**Data to use**

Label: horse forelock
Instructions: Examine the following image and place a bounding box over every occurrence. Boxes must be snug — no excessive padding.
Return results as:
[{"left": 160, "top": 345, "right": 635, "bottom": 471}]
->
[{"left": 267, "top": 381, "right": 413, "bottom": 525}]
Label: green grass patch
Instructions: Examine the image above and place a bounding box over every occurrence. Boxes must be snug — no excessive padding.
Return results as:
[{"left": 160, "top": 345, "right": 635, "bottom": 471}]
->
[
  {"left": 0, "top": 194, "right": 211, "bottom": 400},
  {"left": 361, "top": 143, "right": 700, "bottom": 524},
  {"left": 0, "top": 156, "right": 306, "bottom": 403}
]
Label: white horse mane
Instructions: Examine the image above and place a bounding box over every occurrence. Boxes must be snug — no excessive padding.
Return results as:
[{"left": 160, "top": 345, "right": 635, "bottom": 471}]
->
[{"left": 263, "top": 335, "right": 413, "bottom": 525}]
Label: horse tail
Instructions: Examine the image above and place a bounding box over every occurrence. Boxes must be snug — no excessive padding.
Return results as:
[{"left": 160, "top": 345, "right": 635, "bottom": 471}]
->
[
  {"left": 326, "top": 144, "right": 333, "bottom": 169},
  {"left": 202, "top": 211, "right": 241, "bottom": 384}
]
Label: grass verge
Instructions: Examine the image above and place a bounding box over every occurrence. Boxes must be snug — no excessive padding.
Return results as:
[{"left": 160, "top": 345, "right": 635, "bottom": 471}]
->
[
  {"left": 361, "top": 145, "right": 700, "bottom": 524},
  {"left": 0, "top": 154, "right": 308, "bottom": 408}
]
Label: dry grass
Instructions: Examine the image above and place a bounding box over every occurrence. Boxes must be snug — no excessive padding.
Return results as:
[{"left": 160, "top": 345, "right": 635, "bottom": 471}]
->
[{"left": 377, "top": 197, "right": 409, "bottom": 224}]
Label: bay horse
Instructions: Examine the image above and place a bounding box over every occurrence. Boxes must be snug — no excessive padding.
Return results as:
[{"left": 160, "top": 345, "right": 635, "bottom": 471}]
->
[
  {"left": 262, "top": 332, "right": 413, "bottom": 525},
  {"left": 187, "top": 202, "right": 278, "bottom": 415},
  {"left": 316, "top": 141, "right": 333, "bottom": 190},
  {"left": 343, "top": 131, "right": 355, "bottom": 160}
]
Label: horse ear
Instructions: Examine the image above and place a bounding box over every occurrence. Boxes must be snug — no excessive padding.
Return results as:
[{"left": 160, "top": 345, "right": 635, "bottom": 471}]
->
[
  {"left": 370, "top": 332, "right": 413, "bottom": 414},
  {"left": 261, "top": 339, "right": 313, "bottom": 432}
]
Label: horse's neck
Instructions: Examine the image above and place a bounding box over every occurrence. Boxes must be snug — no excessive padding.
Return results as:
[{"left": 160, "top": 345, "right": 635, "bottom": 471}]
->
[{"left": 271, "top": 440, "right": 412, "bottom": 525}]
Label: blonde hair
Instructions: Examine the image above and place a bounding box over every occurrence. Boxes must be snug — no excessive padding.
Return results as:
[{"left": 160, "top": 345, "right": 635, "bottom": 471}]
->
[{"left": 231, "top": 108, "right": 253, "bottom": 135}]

**Required work**
Reproduce the entire listing word for word.

**Output for this exercise**
Label: horse forelock
Instructions: Examine the following image and place a bounding box over every occurrence. Boxes must be snug — no excessive padding.
Return results as:
[{"left": 160, "top": 345, "right": 635, "bottom": 471}]
->
[{"left": 267, "top": 381, "right": 413, "bottom": 525}]
Label: green grass patch
Instructions: Examine the image above and place a bounding box over every occurrence. Boxes must be snug — no excessive padding.
Return results as:
[{"left": 160, "top": 345, "right": 635, "bottom": 471}]
->
[
  {"left": 0, "top": 194, "right": 211, "bottom": 400},
  {"left": 361, "top": 143, "right": 700, "bottom": 524},
  {"left": 0, "top": 156, "right": 306, "bottom": 403}
]
Label: white horse mane
Instructions: Examine the image above and place a bounding box over every occurrence. Boxes must be snug — no excessive padding.
Return results as:
[{"left": 160, "top": 345, "right": 635, "bottom": 471}]
->
[{"left": 263, "top": 335, "right": 413, "bottom": 525}]
Label: horse tail
Instructions: Examine the image above and place a bounding box over every occurrence. Boxes must be snug — no excessive padding.
Return results as:
[{"left": 160, "top": 345, "right": 635, "bottom": 471}]
->
[
  {"left": 326, "top": 144, "right": 333, "bottom": 169},
  {"left": 202, "top": 211, "right": 241, "bottom": 384}
]
Label: grass verge
Instructions: Examine the image above and place a bounding box over every occurrence. Boxes must be snug — no excessive padding.
Return results as:
[{"left": 160, "top": 345, "right": 635, "bottom": 471}]
->
[
  {"left": 361, "top": 145, "right": 700, "bottom": 524},
  {"left": 0, "top": 154, "right": 308, "bottom": 408}
]
Label: dry grass
Instructions: Examine the image above and place a bounding box over every occurrence. Boxes must be snug — no excessive padding.
Return results as:
[{"left": 160, "top": 345, "right": 635, "bottom": 471}]
->
[{"left": 377, "top": 197, "right": 409, "bottom": 224}]
Label: bay horse
Instructions: Examine the image above and place a bounding box over every occurrence. Boxes must be snug — no excessive padding.
Return results as:
[{"left": 160, "top": 345, "right": 635, "bottom": 471}]
->
[
  {"left": 262, "top": 332, "right": 413, "bottom": 525},
  {"left": 187, "top": 202, "right": 278, "bottom": 415},
  {"left": 316, "top": 141, "right": 333, "bottom": 190},
  {"left": 343, "top": 131, "right": 355, "bottom": 160}
]
Label: horse ear
Instructions: Examine the image above and place a bounding box over every occurrence. Boxes must be snug — no excessive padding.
Return results as:
[{"left": 160, "top": 345, "right": 635, "bottom": 471}]
->
[
  {"left": 370, "top": 332, "right": 413, "bottom": 414},
  {"left": 261, "top": 339, "right": 313, "bottom": 432}
]
Label: horse's neck
Instructions: Examine the image above and place a bounding box over every occurrence. Boxes must be snug — no excessive padding.
Return results as:
[{"left": 160, "top": 345, "right": 635, "bottom": 471}]
->
[{"left": 271, "top": 440, "right": 412, "bottom": 525}]
Label: blonde hair
Instructions: Examine the image above and place a bounding box over every occurrence. Boxes must be snug — no excessive padding.
Return results as:
[{"left": 160, "top": 345, "right": 635, "bottom": 471}]
->
[{"left": 231, "top": 108, "right": 253, "bottom": 135}]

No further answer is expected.